> [YOUR ASSIGNMENT]:
Copy every line in the records below that contains the word "floor".

> [SUPPLIED RECORDS]:
******************************

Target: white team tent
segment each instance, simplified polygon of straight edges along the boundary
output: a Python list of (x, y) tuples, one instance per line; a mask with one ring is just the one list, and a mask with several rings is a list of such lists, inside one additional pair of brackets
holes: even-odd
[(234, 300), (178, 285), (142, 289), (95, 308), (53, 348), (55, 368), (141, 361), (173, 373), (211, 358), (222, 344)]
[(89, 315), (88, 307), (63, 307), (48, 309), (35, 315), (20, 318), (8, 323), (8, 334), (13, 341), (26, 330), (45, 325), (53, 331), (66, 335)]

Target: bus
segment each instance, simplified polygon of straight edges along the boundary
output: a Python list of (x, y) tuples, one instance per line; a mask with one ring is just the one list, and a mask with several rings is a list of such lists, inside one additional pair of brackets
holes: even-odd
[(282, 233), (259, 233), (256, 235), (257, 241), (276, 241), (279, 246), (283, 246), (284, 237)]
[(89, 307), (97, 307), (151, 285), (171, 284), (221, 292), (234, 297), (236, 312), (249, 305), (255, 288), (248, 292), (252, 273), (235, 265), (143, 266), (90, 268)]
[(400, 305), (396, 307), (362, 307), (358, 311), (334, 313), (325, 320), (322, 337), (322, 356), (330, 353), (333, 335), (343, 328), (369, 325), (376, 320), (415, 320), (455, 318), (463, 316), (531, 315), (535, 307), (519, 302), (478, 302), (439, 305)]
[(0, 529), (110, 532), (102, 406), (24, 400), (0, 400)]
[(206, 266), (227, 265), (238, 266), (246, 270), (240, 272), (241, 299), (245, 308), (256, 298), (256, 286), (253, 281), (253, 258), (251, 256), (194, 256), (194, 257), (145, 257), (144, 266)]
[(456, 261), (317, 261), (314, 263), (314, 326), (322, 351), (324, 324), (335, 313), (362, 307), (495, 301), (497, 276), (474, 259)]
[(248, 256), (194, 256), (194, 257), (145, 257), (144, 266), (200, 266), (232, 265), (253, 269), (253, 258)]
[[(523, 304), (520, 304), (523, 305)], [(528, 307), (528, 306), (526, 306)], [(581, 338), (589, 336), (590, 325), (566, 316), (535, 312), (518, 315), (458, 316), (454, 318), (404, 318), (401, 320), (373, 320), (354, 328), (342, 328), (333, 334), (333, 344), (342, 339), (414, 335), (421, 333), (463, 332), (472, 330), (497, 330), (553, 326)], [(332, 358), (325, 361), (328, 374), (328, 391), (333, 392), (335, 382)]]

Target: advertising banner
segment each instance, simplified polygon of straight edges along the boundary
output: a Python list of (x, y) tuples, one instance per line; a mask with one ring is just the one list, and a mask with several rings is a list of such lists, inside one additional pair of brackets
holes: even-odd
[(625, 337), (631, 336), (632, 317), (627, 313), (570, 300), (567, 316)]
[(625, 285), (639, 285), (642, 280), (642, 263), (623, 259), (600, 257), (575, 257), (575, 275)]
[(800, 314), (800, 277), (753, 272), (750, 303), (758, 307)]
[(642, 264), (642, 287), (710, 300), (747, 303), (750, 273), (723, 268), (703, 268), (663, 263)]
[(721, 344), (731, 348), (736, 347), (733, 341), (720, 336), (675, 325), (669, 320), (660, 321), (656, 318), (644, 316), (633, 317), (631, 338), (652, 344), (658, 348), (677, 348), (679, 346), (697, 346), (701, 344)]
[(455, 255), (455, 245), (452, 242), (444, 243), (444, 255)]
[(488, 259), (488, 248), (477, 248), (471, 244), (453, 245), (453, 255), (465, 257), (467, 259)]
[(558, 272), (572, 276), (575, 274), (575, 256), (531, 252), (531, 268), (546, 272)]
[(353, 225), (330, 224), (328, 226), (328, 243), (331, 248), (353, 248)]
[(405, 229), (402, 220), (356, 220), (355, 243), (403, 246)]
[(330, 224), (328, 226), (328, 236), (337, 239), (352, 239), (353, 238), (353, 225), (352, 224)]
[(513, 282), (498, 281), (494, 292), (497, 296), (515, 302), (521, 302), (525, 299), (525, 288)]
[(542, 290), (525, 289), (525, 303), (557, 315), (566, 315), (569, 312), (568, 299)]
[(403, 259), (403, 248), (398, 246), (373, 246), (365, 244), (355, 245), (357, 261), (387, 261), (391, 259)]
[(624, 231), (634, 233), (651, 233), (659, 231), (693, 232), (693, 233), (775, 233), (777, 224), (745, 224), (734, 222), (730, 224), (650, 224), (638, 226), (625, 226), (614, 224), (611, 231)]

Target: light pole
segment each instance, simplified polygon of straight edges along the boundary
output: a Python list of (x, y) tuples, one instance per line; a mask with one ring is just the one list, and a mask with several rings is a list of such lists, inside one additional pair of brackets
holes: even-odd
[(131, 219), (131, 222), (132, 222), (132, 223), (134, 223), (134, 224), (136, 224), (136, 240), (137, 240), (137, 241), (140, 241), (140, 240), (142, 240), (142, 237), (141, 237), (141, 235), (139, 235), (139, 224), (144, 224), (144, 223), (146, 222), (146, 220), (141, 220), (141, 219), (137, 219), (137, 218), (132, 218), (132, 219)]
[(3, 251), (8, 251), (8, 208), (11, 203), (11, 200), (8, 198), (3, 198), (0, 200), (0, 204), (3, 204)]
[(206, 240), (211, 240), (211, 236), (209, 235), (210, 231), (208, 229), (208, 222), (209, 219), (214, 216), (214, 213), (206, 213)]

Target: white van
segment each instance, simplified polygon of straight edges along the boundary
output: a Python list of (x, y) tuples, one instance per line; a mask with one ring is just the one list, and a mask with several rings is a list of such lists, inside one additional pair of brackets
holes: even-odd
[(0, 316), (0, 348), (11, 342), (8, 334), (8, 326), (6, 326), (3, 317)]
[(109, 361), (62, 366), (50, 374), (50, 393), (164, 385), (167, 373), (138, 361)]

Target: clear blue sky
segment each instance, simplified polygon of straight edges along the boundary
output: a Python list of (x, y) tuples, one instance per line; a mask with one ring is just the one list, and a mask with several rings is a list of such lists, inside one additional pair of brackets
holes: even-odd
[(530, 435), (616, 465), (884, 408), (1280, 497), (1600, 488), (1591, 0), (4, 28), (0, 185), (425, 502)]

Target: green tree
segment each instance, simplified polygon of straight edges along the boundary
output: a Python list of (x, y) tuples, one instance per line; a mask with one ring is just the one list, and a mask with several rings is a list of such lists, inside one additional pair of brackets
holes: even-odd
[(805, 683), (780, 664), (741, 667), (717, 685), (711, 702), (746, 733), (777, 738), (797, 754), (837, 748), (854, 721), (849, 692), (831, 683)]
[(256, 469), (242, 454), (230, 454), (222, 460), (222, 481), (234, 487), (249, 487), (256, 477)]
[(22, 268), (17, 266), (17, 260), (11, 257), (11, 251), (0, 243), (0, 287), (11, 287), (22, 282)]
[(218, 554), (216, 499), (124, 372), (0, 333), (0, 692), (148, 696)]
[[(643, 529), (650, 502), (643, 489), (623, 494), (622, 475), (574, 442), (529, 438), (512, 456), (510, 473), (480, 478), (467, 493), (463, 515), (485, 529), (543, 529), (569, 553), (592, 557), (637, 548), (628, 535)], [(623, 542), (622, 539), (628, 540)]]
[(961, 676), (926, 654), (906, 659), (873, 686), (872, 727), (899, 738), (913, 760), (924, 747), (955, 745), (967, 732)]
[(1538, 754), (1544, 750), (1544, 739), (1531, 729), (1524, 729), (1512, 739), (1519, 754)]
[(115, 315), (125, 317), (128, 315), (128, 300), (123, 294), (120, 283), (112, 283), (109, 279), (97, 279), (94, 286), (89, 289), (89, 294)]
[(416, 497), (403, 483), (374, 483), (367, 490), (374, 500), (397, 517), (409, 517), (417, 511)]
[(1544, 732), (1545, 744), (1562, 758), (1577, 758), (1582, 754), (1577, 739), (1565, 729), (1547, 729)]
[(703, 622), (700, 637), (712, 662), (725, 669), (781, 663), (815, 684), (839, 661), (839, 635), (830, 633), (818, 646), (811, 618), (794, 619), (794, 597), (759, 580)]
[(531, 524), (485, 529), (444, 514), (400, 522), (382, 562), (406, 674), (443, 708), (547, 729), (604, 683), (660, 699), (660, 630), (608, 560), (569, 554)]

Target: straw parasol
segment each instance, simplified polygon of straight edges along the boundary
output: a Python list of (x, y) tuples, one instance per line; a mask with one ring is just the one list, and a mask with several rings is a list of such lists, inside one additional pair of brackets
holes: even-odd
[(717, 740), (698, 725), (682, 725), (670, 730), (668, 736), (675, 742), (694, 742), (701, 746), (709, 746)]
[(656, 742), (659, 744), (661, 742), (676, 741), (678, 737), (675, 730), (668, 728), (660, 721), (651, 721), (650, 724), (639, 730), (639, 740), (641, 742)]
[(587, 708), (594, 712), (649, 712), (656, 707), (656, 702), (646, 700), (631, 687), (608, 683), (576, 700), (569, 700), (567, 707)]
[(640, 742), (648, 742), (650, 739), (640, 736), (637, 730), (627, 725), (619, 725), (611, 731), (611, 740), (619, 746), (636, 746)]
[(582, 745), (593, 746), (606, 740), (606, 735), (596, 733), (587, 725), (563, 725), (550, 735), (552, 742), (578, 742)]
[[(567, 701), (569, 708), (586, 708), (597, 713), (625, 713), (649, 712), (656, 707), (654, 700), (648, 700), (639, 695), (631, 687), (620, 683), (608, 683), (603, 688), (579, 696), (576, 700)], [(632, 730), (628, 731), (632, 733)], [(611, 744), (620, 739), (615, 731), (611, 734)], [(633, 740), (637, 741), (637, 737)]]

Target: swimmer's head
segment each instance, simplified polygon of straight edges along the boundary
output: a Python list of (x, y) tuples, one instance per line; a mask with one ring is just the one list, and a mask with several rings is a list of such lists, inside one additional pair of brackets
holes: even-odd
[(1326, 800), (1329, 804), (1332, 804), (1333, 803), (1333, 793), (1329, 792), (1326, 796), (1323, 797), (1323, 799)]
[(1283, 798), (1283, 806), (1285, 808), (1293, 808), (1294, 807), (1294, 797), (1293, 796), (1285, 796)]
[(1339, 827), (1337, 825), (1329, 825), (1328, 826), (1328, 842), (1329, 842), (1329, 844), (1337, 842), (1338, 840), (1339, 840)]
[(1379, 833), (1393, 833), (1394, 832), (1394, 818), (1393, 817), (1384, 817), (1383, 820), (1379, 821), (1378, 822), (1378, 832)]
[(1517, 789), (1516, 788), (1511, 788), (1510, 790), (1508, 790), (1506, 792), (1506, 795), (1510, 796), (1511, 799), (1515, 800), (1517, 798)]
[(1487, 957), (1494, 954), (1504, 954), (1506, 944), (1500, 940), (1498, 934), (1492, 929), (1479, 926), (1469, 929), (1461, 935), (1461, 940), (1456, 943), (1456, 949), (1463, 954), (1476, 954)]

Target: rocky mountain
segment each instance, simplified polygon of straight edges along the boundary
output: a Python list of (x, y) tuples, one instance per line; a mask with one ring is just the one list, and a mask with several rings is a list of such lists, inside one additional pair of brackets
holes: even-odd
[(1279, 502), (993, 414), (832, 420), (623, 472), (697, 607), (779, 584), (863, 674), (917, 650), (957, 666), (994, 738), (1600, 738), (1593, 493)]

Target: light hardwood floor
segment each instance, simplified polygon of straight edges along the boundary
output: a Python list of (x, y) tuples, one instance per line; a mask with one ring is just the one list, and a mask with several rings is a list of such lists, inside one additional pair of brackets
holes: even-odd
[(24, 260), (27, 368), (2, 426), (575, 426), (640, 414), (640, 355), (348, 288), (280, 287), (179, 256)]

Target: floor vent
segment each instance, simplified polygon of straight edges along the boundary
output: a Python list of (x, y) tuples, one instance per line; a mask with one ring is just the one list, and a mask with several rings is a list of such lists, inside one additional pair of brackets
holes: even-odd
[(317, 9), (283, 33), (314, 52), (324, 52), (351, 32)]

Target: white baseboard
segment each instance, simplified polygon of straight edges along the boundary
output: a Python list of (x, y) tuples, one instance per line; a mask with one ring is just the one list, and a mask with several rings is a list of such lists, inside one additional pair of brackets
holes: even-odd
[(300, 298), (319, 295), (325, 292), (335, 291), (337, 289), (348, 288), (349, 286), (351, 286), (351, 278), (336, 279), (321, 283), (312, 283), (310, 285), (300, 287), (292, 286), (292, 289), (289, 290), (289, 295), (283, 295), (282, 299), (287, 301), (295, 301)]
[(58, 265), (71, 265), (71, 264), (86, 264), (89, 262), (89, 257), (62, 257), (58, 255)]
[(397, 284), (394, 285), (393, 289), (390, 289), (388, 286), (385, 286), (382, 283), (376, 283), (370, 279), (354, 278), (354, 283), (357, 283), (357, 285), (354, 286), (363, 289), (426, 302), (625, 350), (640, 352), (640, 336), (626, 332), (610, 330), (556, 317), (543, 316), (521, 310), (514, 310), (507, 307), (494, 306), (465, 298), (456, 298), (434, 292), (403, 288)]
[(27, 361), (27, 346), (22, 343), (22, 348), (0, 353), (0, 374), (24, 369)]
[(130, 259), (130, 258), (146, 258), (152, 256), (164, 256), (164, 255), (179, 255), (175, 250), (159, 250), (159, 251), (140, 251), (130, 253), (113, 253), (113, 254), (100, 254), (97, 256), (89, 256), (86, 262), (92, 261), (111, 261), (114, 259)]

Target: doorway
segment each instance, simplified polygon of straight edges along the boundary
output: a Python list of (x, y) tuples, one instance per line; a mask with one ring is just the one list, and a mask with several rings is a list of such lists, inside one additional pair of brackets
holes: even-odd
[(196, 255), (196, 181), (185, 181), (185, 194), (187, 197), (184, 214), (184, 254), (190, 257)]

******************************

> [TASK SOLUTION]:
Target: light hardwood floor
Target: floor vent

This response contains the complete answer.